▸ **Work to be completed**:
Extract each line in the rows below that contains the word "cardboard". Case counts.

▸ **Data**:

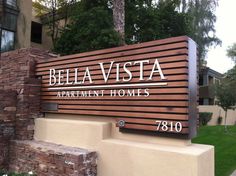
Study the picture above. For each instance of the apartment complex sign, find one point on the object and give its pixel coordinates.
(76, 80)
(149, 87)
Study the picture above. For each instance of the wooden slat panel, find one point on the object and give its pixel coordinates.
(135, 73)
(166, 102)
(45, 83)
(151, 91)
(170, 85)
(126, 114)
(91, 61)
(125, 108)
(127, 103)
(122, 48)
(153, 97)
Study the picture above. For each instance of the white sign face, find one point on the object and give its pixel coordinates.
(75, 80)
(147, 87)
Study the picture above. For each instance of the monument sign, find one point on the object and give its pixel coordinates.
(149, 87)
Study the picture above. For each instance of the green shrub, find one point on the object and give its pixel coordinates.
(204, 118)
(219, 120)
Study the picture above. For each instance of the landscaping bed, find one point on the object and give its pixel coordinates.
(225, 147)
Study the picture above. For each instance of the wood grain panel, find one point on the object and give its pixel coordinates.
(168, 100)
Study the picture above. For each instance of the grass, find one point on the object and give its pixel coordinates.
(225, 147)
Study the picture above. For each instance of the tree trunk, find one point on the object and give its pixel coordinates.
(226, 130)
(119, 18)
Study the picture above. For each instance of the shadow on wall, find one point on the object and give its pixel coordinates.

* * *

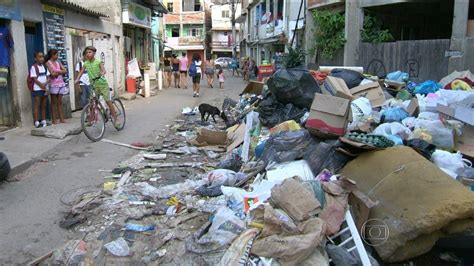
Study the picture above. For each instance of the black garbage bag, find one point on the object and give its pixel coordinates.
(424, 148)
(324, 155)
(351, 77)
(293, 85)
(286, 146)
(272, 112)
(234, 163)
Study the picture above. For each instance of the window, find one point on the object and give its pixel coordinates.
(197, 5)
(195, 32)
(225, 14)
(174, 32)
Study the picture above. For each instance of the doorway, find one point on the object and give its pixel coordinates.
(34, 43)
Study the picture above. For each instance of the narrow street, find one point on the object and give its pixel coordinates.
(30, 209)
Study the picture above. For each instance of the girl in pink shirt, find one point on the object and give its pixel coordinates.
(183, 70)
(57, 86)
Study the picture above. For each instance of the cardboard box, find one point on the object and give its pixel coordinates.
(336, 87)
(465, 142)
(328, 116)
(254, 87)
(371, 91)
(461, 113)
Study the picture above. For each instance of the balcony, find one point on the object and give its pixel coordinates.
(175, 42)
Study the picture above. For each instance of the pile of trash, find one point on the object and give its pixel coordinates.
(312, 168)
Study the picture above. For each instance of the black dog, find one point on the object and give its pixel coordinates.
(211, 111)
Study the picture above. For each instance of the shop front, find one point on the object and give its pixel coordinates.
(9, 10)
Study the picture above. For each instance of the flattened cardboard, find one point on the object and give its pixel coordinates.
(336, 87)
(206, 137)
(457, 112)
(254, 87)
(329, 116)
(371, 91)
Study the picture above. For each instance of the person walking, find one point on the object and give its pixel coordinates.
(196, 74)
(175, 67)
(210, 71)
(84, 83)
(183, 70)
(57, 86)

▸ **Task result**:
Study the picture above. For each instance of the cardboard box, find one point on the object and give its pixel coordinates.
Study the picture above. For each instance of the flattened cardboard, find one point on the object and give its pixel coordinates.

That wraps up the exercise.